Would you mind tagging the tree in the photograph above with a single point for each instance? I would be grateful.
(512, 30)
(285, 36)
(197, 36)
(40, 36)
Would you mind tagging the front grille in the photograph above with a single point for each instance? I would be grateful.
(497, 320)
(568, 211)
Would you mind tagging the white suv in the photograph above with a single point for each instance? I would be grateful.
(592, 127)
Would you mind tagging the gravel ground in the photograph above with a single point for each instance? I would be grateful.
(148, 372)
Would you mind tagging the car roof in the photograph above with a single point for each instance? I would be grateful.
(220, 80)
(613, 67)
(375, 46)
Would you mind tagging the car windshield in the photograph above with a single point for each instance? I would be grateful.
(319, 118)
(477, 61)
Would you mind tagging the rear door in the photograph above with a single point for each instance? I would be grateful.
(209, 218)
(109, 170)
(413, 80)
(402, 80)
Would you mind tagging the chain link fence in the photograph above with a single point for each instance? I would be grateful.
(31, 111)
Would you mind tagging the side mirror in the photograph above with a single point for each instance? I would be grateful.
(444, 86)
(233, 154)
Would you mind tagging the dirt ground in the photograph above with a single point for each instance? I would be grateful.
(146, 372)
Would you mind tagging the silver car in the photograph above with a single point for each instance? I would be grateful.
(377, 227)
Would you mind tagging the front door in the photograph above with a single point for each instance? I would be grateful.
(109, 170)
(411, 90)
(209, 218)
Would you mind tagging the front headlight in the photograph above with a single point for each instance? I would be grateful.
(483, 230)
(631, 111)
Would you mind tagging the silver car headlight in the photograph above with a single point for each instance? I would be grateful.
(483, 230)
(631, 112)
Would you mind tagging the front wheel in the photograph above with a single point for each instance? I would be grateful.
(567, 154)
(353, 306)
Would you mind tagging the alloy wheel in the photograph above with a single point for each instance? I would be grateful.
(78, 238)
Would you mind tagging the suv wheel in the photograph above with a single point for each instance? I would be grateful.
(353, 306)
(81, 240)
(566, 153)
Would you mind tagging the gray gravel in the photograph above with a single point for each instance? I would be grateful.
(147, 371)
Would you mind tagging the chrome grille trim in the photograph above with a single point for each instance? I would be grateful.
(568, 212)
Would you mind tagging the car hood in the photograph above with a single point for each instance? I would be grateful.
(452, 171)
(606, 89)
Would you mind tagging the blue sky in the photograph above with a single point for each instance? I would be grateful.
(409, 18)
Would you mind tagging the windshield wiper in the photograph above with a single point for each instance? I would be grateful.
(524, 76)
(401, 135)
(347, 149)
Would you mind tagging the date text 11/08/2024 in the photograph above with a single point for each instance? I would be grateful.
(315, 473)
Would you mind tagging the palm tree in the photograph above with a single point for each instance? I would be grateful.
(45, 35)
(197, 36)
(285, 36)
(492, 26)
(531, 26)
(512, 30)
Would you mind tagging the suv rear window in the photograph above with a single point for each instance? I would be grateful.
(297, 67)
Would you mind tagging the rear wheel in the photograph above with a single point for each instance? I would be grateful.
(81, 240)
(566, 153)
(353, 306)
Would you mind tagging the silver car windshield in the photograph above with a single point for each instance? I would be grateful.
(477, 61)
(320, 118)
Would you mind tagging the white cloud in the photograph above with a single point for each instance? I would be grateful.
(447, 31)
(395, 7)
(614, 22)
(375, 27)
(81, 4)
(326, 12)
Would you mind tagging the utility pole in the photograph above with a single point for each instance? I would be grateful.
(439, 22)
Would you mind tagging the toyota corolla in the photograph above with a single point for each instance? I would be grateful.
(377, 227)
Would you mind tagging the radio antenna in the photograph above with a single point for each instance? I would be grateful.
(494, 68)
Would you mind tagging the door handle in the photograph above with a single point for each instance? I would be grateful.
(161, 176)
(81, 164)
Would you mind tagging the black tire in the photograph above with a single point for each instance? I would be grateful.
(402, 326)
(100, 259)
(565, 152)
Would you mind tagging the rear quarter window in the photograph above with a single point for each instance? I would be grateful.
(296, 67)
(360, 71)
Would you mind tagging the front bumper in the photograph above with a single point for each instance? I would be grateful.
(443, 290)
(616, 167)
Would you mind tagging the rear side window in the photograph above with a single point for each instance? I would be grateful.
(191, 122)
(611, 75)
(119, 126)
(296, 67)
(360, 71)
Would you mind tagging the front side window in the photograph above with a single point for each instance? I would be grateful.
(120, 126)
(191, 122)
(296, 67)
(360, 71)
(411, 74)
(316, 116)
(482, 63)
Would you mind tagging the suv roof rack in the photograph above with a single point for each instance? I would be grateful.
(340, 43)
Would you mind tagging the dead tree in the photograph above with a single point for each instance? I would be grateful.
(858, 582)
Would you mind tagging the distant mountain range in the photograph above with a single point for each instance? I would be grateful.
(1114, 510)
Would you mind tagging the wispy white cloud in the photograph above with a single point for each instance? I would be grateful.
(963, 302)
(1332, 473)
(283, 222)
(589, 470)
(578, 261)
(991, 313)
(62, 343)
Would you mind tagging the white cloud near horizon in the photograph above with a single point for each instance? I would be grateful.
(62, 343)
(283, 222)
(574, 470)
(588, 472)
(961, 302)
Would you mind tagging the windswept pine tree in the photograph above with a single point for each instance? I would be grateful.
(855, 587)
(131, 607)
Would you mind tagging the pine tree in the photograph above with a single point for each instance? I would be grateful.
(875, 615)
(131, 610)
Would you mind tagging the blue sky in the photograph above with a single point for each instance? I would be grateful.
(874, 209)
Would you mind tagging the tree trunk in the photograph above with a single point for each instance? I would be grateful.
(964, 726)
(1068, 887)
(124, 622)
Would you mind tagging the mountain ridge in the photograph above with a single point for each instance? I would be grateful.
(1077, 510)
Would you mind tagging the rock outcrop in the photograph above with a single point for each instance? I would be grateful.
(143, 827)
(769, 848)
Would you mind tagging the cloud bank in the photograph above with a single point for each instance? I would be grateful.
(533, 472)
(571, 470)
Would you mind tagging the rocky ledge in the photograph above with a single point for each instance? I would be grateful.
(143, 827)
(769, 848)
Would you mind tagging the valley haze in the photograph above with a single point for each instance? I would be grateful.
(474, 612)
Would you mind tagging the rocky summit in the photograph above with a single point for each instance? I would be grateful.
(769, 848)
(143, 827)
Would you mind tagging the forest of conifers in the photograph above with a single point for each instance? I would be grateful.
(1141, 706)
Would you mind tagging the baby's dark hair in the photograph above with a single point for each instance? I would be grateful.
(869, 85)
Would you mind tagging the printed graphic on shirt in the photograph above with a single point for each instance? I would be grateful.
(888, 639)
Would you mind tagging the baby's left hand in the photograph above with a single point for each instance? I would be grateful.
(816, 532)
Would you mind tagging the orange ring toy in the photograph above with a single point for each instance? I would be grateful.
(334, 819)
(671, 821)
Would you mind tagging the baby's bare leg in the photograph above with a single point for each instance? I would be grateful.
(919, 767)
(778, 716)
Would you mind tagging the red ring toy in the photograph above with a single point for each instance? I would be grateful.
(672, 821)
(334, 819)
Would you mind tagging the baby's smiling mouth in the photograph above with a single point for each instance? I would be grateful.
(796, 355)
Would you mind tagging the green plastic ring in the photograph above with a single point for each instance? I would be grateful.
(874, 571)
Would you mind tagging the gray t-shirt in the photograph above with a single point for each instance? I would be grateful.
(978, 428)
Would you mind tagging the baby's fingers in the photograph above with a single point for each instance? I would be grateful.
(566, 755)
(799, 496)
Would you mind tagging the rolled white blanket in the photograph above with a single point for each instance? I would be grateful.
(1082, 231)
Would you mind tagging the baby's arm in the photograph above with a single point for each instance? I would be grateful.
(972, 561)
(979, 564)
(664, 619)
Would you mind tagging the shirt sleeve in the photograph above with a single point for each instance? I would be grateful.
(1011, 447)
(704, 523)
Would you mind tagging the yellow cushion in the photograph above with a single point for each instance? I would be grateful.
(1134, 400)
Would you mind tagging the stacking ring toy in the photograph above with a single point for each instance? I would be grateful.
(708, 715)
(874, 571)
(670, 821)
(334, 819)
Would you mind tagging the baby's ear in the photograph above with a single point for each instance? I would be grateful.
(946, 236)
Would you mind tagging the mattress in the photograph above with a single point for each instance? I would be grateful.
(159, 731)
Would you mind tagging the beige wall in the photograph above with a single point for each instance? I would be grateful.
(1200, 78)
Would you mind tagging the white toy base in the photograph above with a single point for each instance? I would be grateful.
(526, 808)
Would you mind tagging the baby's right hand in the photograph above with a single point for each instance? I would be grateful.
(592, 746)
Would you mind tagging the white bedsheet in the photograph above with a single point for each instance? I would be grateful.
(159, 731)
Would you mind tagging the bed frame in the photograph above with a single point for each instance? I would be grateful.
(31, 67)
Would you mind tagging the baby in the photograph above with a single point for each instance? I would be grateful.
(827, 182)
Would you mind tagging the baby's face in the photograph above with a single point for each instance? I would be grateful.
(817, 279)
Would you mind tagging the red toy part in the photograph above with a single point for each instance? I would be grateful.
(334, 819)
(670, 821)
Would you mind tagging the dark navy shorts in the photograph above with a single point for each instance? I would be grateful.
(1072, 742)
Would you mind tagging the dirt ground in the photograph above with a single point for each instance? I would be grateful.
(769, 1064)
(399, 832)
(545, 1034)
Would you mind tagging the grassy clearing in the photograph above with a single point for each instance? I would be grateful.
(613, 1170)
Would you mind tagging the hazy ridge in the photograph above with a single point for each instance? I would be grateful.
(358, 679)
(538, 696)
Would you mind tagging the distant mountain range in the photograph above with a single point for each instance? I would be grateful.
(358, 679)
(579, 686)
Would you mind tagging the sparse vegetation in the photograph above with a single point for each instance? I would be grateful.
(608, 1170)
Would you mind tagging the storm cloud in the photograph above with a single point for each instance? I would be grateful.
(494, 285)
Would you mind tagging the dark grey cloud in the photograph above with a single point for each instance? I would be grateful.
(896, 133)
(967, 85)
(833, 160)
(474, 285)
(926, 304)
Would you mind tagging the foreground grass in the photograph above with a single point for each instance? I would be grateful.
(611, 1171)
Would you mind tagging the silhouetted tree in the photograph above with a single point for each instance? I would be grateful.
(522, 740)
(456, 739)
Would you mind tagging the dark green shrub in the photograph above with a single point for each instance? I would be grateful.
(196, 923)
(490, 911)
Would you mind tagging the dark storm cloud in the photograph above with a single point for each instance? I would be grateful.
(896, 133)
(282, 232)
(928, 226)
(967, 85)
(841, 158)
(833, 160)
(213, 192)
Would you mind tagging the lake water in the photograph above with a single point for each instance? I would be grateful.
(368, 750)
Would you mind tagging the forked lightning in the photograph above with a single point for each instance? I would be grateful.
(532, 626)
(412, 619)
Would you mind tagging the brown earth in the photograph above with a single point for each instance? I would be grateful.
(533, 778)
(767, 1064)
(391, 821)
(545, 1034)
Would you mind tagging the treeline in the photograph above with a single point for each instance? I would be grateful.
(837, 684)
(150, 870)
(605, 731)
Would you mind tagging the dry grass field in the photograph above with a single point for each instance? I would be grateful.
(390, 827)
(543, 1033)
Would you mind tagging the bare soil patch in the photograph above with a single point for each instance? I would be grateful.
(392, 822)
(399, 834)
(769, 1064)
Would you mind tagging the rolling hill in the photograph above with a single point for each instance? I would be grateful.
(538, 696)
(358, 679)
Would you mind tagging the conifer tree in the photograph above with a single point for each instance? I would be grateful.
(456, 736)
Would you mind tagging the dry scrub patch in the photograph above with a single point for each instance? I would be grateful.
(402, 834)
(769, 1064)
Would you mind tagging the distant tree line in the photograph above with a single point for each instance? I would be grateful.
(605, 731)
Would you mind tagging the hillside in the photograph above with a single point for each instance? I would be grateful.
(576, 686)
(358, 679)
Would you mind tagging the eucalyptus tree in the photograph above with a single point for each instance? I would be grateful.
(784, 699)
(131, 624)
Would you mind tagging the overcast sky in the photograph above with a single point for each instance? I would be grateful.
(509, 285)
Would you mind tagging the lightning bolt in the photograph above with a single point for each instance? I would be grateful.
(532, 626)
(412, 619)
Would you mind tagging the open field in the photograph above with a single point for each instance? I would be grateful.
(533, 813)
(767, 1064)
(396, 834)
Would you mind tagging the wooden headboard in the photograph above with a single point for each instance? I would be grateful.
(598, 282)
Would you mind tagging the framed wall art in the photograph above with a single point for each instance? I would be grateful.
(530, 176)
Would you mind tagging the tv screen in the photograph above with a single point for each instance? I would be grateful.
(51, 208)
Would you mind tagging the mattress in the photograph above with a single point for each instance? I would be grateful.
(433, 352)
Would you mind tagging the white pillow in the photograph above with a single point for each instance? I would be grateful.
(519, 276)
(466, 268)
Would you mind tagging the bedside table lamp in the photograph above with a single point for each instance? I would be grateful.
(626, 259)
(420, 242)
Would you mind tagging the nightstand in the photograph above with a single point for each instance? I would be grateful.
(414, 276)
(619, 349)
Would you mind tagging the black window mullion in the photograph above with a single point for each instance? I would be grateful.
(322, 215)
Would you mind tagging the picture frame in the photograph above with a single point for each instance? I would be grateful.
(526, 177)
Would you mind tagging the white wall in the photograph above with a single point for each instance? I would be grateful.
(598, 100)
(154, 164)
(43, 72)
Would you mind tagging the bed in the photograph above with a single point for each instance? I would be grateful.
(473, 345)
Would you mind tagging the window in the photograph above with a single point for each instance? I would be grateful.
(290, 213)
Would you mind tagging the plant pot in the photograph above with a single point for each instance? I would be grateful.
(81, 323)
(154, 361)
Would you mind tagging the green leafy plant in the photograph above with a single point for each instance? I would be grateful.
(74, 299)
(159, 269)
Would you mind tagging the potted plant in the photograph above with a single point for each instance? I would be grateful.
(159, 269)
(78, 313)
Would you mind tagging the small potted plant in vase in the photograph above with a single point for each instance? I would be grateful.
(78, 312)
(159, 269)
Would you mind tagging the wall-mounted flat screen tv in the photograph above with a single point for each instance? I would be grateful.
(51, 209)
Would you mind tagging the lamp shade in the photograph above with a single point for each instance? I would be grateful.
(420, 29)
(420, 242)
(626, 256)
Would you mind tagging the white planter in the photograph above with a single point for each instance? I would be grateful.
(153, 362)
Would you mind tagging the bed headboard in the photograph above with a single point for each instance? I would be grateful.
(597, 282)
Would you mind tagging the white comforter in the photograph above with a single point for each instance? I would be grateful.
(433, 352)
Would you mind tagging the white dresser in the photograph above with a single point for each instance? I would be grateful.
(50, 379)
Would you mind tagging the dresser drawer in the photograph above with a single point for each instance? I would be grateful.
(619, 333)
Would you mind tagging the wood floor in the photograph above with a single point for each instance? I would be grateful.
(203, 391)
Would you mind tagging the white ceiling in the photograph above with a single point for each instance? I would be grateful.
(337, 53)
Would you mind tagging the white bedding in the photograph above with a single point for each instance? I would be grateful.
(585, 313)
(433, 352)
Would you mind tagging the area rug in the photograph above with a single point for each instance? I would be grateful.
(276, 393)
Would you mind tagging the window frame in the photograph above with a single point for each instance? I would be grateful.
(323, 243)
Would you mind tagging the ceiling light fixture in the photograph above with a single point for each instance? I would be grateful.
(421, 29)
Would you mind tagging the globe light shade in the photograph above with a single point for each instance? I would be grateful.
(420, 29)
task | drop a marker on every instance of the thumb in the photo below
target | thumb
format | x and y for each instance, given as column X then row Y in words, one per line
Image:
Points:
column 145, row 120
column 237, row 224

┄┄┄┄┄┄┄┄┄┄┄┄┄┄┄┄┄┄┄┄

### AIM
Repeat precisely the lines of the data starting at the one containing "Would you mind tagging the white ceiling", last line included.

### SOLUTION BELOW
Would you mind tagging the white ceiling in the photograph above with a single point for each instance? I would be grateful.
(337, 53)
Would you mind tagging the white bedding in the photograph above with a single point for each instance? I would be grateful.
(585, 313)
(433, 352)
Would you mind tagging the area rug in the photograph above with a single point for each instance? I would be grateful.
(276, 393)
Would you mind tagging the window frame in the photograph above with a single point for each instance? I would be grateful.
(323, 243)
Would you mind tagging the ceiling light fixture in the photograph above with a single point for each instance? I would be grateful.
(421, 29)
Would you mind tagging the globe light shade in the photograph above with a single point for each instance? I would be grateful.
(420, 29)
task | drop a marker on every instance of the thumb in the photo below
target | thumb
format | x and y for each instance, given as column X then row Y in words, one per line
Image:
Points:
column 145, row 120
column 237, row 224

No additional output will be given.